## Task statement
Turn the lines of the listing below into a numbered list with blank lines omitted. Begin at the line that has "For the evaluation set, locate every instance of the star", and stop after the line that has "x=249 y=214".

Records from a collection
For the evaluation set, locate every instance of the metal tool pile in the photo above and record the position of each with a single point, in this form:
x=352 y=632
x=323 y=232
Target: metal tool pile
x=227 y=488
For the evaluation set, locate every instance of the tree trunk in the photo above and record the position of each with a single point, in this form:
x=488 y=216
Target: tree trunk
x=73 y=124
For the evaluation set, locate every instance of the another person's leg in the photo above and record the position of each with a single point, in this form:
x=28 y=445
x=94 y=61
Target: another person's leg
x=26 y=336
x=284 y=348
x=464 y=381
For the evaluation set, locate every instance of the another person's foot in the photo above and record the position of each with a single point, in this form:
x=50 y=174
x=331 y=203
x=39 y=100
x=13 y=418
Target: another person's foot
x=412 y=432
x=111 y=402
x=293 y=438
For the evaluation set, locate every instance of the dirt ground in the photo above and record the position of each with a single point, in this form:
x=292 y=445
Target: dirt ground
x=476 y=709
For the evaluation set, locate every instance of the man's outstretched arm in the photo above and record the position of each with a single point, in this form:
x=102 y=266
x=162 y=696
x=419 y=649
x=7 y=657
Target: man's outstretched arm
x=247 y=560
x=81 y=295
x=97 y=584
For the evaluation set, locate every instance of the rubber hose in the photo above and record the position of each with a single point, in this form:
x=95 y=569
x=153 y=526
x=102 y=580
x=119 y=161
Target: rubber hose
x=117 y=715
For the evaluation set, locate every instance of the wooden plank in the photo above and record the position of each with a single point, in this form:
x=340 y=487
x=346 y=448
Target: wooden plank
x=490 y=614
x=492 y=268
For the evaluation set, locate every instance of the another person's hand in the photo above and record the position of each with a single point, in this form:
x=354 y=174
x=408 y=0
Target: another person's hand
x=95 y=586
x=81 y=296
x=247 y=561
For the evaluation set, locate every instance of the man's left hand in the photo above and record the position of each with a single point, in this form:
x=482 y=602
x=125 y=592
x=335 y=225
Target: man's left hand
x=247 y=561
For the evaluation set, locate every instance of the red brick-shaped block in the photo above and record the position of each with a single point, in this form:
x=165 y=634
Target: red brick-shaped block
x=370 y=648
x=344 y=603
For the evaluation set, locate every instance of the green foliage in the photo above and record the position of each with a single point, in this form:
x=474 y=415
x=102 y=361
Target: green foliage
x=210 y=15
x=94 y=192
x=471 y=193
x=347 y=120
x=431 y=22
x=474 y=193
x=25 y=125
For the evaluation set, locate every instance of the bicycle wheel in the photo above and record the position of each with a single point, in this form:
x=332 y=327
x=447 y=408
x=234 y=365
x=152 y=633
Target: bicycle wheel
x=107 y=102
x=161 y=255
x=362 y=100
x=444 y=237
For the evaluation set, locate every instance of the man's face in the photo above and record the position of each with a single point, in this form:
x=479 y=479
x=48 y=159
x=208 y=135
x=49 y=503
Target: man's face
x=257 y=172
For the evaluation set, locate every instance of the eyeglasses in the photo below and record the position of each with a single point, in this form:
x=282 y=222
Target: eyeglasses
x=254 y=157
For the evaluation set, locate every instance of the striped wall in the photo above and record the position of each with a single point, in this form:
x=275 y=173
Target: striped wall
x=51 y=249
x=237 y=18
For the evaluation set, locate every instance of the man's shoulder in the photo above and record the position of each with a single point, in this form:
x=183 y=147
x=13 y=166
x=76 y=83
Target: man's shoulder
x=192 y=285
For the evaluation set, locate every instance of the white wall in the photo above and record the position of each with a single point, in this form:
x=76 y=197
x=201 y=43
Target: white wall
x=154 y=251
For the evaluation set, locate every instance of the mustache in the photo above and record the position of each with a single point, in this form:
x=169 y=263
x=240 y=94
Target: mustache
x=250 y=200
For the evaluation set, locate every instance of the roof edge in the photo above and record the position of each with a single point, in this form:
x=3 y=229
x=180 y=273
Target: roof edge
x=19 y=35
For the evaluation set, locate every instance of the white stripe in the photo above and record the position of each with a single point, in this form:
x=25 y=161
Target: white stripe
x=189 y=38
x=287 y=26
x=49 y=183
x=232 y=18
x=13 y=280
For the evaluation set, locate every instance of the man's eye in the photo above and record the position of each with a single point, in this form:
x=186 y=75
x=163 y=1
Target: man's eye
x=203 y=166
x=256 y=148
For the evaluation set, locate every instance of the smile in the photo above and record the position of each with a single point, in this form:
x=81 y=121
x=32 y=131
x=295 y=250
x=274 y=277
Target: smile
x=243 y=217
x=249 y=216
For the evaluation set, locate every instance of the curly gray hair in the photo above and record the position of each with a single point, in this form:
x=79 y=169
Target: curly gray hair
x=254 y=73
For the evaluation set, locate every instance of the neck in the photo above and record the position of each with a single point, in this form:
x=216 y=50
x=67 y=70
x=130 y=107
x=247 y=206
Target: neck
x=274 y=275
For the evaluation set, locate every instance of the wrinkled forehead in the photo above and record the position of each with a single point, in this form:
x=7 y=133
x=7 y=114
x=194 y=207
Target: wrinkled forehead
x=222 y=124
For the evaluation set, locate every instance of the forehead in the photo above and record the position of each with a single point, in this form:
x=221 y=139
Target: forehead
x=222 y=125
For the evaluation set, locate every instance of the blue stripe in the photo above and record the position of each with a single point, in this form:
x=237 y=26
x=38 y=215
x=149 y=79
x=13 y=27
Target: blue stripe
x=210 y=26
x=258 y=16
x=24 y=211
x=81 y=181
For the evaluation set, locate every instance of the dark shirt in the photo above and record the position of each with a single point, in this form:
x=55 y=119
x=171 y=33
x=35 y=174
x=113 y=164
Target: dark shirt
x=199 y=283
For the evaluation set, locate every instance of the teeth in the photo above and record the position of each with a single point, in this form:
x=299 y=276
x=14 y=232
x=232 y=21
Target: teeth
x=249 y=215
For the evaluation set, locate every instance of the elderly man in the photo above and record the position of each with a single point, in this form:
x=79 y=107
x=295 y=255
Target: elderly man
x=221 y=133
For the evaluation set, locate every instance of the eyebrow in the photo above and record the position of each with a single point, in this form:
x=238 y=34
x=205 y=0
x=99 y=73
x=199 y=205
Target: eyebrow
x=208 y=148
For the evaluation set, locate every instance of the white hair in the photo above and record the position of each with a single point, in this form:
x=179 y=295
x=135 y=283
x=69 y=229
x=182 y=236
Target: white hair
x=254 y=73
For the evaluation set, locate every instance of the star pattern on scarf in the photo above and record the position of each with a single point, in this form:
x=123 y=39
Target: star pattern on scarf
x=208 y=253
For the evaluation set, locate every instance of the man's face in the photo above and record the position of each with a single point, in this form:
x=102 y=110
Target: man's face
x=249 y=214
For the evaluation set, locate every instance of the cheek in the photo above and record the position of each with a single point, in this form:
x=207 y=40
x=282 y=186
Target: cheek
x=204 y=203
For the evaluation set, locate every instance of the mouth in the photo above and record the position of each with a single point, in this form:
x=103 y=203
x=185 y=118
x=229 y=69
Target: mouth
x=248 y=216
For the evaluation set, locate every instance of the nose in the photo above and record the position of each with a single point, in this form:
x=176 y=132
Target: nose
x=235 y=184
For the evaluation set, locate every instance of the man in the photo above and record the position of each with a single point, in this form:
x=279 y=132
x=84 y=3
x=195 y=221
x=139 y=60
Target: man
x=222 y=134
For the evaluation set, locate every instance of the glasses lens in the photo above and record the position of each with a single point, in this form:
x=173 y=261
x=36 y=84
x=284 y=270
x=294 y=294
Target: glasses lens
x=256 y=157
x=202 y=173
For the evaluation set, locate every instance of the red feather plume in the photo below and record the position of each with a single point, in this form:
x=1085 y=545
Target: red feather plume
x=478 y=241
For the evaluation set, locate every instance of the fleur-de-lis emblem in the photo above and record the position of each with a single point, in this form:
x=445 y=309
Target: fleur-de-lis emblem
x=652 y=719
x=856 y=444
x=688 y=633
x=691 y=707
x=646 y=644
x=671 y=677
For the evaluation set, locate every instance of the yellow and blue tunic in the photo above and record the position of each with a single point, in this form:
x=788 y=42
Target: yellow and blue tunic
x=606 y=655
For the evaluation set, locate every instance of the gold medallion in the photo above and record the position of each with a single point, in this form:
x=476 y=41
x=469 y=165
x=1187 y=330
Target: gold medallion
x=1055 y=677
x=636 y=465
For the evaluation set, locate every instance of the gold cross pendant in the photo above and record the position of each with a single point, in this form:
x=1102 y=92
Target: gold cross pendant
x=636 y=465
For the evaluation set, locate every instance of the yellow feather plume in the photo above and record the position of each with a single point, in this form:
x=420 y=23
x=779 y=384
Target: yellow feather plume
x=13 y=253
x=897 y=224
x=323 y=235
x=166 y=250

## Written answer
1. For the evaluation set, locate every instance of the star pattern on scarf in the photo above and record the position of each with a single point, in this form:
2. x=123 y=39
3. Target: star pattern on scarf
4. x=208 y=253
5. For the evaluation set, locate every instance of the man's face in the photo above and record the position of each with a single point, in this form:
6. x=102 y=110
7. Target: man's face
8. x=249 y=214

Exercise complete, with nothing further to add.